TAREA -> Reescribe el fragmento del texto sobre el umbral y la quietud que va desde "1. UMBRAL Y" hasta "escondida que somos.", ambos incluidos, y cambia "camino" por "sendero".
====== DOCUMENTO FUENTE
En el umbral
nace la quietud
bajo la evidencia
de tu presencia, Señor.
Noche y luz preparan la unión.
1. UMBRAL Y QUIETUD
El
umbral hace mención a la región del
ser propio, profundísima, que es como la antesala de otro lugar más hondo aún
donde Dios habita. Y el umbral también
señala esa franja que separa a la oración -en cuanto técnica- de la
contemplación. Pero no se accede inmediatamente a éste umbral; no se encuentra
para uno disponible y abierto sino que reclama una labor. Hay que recorrer un
áspero e intrincado camino para comenzar a orar y para habitar en la profundidad
escondida que somos.
Si
alguien me pregunta que es lo que mueve en el inicio nuestro andar, le diría
sin duda que el Don. Lo entiendo en
un doble sentido. El don con el que Dios nos ha sellado desde el inicio al
crearnos: una sed interior inagotable e inquieta, un deseo de infinito y
trascendencia, de más y más que nos hiere y nos impulsa a buscarle aún sin
conocerle, esa direccionalidad hacia Él que nos ha impreso como Imagen y
Semejanza suya, el homo capax Dei
como fundante estructura de identidad. Y sobre esta sed que somos el Agua Viva
de Dios, el que propiamente es llamado Don, el Espíritu Santo que secretamente
nos seduce y atrae; quien nos mueve hacia la fe por la que creemos en Dios y a
Dios, quien nos impulsa a la esperanza para aguardarlo a Él y esperarlo todo de
Él y quien infunde un amor lleno de gozo que invita a la unión esponsal
definitiva.
“Vida
interior”, “vida espiritual”, son los nombres que habitualmente usamos para
identificar la concreción del encuentro entre el Don que atrae y la sed que
clama. El camino de la oración que es don,
movimiento del Espíritu que nos lanza hacia delante -aunque no advirtamos que
es Él-, también es tarea, una
respuesta nuestra a la llamada. Hay que aprender con esfuerzo, decidiéndose con
firmeza, a guardar y proteger los espacios de la vida dedicados a la oración.
============
====== MATERIAL
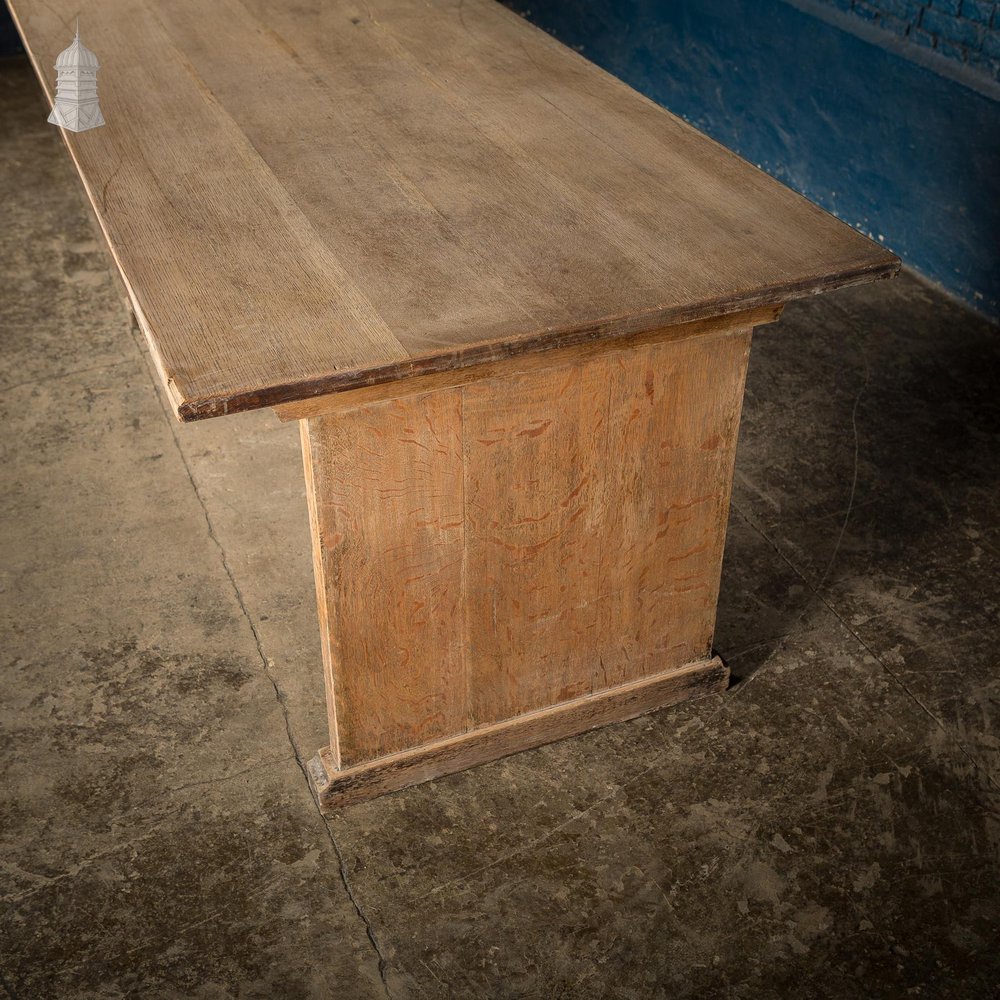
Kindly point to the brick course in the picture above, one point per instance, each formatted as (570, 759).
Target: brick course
(966, 31)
============
SOLUCIÓN ->
1. UMBRAL Y QUIETUD
El
umbral hace mención a la región del
ser propio, profundísima, que es como la antesala de otro lugar más hondo aún
donde Dios habita. Y el umbral también
señala esa franja que separa a la oración -en cuanto técnica- de la
contemplación. Pero no se accede inmediatamente a éste umbral; no se encuentra
para uno disponible y abierto sino que reclama una labor. Hay que recorrer un
áspero e intrincado sendero para comenzar a orar y para habitar en la profundidad
escondida que somos.